**SET EXERCISE**
Reproduce the data below verbatim, line by line, without alteration.

↓↓↓

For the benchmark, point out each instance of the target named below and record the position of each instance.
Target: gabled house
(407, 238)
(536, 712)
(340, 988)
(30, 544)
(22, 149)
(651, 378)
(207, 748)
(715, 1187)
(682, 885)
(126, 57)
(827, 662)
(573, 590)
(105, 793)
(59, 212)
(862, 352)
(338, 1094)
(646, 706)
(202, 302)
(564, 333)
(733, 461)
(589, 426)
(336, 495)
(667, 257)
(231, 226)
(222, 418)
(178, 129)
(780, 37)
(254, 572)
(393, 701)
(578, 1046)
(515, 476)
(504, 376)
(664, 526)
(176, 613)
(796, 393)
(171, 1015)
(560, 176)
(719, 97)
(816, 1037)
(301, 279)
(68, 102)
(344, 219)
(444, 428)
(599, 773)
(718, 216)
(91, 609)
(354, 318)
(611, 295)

↑↑↑

**SOLUTION FOR THIS EXERCISE**
For the benchmark, point out each instance of the target named below and record the position of each instance.
Target: gabled house
(407, 238)
(536, 712)
(340, 988)
(30, 544)
(22, 149)
(651, 378)
(207, 748)
(715, 1187)
(682, 885)
(126, 57)
(827, 662)
(573, 590)
(105, 793)
(59, 212)
(862, 352)
(338, 1094)
(646, 706)
(202, 302)
(564, 333)
(733, 461)
(589, 426)
(336, 495)
(667, 257)
(231, 226)
(222, 418)
(178, 129)
(780, 37)
(254, 572)
(393, 701)
(578, 1046)
(515, 476)
(504, 376)
(664, 526)
(176, 613)
(796, 393)
(171, 1015)
(560, 176)
(719, 97)
(816, 1037)
(301, 279)
(68, 102)
(344, 219)
(444, 428)
(599, 773)
(718, 216)
(91, 609)
(354, 318)
(611, 295)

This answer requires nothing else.